Directives:
A. Decide whether each statement below agrees with the blog posts about backyard chickens, answering yes or no and quoting the words that settle it: (i) Chris Uhl and Diana Malcom keep chickens in pens; (ii) Sophia makes her loud calls only when she is shut in the coop; (iii) hormones are fed to chickens to make them grow fast.
B. Pick up the blog posts about backyard chickens after their final sentence, writing a few more sentences in the same voice.

— begin Extract provided —

Two borough residents who already keep chickens in pens, Chris Uhl and Diana Malcom, said the chickens help build positive neighborhood relations.
“The folks that do come to our neighborhood to see them love them,” Malcom said.
In any case, I look forward to reading about urban chickens being legal in State College. It'll be nice to see some pictures of Penn State Nittany Lion eggs on the web!
Tuesday, September 9, 2008
I was honored when he asked if I'd help him pull one together about chickens, so here's my list of book recommendations for aspiring urban chicken farmers.
I think I picked a good set, but I'd love to hear if anyone has others they think should be there (or, heaven forbid, ones I should take off).
Oh, and if you'd like to create your own list of book recommendations for Flashlight Worthy, here's how.
Monday, September 8, 2008
They biggest myth busted for me while reading his article? The issue of hormones used to make chickens grow fast:
When people find out that I work with poultry, it's amazing how regularly I get asked the same questions. For instance, it's fairly standard to get asked about all the hormones used to "make the chickens grow so fast."Well, I'll be!
After I inform the curious individual that hormones are not injected or fed to the birds, I often see this funny look come over their face.
It's almost like they don't believe me.
After all, one poultry company even advertised that they don't add hormones to their chickens! That was nice of them, especially since no other poultry company in the world does either.
UPDATE 12/11/08: Per Dr. Cumming's request, I've removed his contact info from this post, so he's not overwhelmed by requests from outside the region. Read the linked article above if you're still interested in contacting him.
Monday, September 1, 2008
It seems one of our chickens, Sophia, has fallen in love with the sound of her own voice. And I'm not talking about her soothing little cluck-cluck-cluck sound. I'm talking her alarmed-hen sound as if she's trying to warn others that some threat is near by: a loud "Caaaaaaaw!" And it's never just one Caaaaaw!, there's got to be a whole series of them one after the other after the other.
Depending on how much energy she's got, she could go on belting out a caw every 10 seconds or so for minutes on end before finally getting it out of her system. I've found I can help short-circuit these loud sessions by walking down to the coop let her see I'm near, but I'd rather not have her learn to call me to her coop by doing this.
And unlike prior fears that she was just making a ruckus because she's cooped up instead free-ranging the yard, Sophia's also stopped in the middle of the yard while I'm out there with her and raised her head up to belt out a couple CAAAAWs for no particular reason.
So I've learned to just let her go at it, even though it seems that about three mornings a week, just after dawn, she'll starting belting them out in the crisp morning air. No doubt to the extreme pleasure of our neighbors trying to sleep in. Heck, even I'm bothered by it some mornings.

— end Extract provided —
— begin Material provided —

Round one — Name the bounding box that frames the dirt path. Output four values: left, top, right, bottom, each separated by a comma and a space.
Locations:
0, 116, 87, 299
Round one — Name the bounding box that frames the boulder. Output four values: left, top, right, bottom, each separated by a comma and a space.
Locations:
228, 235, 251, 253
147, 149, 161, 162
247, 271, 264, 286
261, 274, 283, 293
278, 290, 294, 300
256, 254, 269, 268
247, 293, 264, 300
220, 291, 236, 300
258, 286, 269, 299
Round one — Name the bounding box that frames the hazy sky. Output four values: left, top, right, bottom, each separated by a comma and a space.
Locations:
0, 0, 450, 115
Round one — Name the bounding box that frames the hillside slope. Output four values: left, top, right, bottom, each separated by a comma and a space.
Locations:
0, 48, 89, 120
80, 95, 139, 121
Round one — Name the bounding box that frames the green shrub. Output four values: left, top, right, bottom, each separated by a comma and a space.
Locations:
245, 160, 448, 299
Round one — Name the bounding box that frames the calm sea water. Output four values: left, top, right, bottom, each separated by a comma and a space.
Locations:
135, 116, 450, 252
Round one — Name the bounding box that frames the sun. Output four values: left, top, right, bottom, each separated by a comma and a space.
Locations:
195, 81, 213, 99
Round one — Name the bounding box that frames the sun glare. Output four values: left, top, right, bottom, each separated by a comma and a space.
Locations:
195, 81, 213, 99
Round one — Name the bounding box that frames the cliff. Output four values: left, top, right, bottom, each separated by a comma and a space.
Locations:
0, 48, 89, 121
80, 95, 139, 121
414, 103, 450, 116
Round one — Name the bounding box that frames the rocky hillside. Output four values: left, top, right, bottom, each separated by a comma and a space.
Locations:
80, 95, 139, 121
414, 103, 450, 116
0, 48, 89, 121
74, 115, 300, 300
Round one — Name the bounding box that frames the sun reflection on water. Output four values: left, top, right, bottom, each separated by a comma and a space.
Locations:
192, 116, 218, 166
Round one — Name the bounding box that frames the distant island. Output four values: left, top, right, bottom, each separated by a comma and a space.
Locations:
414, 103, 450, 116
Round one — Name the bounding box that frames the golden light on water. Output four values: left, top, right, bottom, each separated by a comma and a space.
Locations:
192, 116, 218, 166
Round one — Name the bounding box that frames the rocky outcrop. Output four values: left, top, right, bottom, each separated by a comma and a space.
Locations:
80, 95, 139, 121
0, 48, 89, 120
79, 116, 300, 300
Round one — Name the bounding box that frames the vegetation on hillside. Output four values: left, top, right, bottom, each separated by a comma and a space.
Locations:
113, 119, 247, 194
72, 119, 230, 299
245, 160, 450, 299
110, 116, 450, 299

— end Material provided —
— begin Material provided —

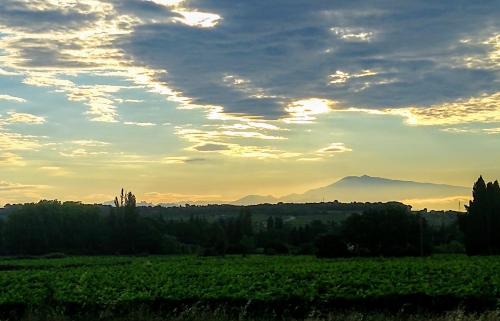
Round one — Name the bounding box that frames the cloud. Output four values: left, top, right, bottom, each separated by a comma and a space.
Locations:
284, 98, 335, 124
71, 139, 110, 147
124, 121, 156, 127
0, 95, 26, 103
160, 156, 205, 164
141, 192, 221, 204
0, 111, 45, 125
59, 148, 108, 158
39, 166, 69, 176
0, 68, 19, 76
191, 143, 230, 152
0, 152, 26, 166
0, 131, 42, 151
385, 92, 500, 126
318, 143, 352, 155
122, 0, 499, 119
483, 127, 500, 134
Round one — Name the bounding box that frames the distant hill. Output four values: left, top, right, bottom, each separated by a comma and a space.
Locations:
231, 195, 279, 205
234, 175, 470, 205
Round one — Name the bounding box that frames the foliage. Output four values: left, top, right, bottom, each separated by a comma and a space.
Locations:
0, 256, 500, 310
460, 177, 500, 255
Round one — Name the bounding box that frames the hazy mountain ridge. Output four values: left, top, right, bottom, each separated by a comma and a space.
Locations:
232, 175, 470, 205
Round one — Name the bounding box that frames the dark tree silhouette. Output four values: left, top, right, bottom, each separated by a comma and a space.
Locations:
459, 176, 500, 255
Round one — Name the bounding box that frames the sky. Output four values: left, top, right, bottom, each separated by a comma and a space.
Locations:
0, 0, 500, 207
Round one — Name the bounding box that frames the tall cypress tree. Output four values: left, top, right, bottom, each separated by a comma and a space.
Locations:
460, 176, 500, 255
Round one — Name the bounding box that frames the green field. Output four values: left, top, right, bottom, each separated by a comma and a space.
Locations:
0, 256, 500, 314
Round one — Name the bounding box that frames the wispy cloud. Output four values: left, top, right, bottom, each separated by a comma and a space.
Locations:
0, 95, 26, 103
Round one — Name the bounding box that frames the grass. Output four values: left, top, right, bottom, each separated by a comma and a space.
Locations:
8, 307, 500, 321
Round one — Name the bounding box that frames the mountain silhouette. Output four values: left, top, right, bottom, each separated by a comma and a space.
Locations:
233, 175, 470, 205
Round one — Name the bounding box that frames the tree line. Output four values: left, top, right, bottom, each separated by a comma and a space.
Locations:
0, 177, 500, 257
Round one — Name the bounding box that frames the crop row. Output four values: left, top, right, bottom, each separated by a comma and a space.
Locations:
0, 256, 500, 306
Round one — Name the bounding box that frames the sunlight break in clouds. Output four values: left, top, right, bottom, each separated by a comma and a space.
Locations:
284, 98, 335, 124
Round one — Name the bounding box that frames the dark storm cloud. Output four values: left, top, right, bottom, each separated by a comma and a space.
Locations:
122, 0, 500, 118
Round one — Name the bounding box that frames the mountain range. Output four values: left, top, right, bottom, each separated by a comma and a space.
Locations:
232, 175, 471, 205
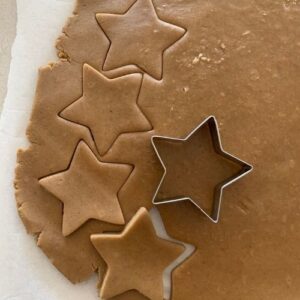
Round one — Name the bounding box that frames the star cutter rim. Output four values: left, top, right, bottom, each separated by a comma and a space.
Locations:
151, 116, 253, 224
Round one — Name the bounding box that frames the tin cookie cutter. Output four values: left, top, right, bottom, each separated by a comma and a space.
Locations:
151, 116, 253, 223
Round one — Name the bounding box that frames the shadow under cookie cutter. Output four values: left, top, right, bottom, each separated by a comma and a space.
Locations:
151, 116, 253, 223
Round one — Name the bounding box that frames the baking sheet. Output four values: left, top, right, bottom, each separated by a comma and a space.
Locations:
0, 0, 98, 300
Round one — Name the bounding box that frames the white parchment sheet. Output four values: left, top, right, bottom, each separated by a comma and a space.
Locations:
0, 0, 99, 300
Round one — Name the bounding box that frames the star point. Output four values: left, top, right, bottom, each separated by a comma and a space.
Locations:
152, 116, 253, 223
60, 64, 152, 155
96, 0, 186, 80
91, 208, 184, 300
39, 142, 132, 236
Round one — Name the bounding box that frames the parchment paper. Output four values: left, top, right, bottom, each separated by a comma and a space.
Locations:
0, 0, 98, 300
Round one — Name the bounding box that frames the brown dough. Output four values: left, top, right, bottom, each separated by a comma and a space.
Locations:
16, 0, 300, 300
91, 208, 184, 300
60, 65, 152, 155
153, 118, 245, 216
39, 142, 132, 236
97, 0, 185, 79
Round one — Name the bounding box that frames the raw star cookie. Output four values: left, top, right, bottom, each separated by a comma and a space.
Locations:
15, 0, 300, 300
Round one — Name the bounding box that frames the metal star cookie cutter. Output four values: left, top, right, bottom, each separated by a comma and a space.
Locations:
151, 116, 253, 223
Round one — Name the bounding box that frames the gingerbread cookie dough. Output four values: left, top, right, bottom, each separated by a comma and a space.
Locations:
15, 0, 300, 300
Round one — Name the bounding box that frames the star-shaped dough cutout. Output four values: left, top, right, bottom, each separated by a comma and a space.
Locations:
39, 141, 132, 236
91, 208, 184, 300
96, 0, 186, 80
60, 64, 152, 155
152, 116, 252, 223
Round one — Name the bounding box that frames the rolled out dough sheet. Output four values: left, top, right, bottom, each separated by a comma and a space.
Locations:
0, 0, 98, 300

— end Material provided —

Expected responses:
A.
(i) Yes: "Two borough residents who already keep chickens in pens, Chris Uhl and Diana Malcom"
(ii) No: "Sophia's also stopped in the middle of the yard while I'm out there with her and raised her head up to belt out a couple CAAAAWs for no particular reason."
(iii) No: "hormones are not injected or fed to the birds"

B.
Over the summer, we've noticed there are a couple dogs in the neighborhood that bark and bark and bark until past midnight. Laying awake in bed one night, after cursing the dogs I told my wife that I was sure our chickens were going to get in trouble with the neighbors well before those dogs were hushed. And wouldn't you know I was right?
Last week, a city zoning inspector showed up unannounced at our door to check on our chickens. Left Coast Mom was the one home at the time to receive this visit, and she let him down into the backyard to show off the girls and even pulled out two eggs from the nest (thank goodness it was a double-egg day!) to underscore the point that we're well within code here in Redwood City (four hens per household, no roosters).
The inspector asked if the chickens fought with each other (no), if they had enough room (yes), regularly tended (yes).
And so we were deemed completely in compliance with code. Thank you. Have a nice day.
It's taken me so long to write this post because there are several issues this brings up and I'm still wrestling with how to deal with them:
- Why didn't the neighbor come knock on our door to talk to us about it first? Or is this the same passive aggressive person who left a note on our door about our own dog barking too much last summer (we got him an anti-bark collar after that). Wow, they must be going friggin nuts with the way those other dogs are carrying on at night this summer.
- Sure, our chickens are legal, but it seems they're a noise nuisance. I think part of why we got "busted" is the fact that folks aren't used to hearing chickens in their neighborhood (not just ours, but any neighborhood). In running down the list of "sounds you'll hear from your backyard" I don't think "chickens calling" makes the top 40 responses for most folks. It'll take a while to get used to the chickens being acknowledged as part of the 'hood
- What can I do to quiet my chickens? As mentioned above, Sophia's content to sound off whether she's inside the run or out free-ranging the yard. It seems like she's telling off the squirrels that run rampant around her or the jays or crows that fly over, but I can't tell the source of her perturbation. I really just think she likes the sound of her voice.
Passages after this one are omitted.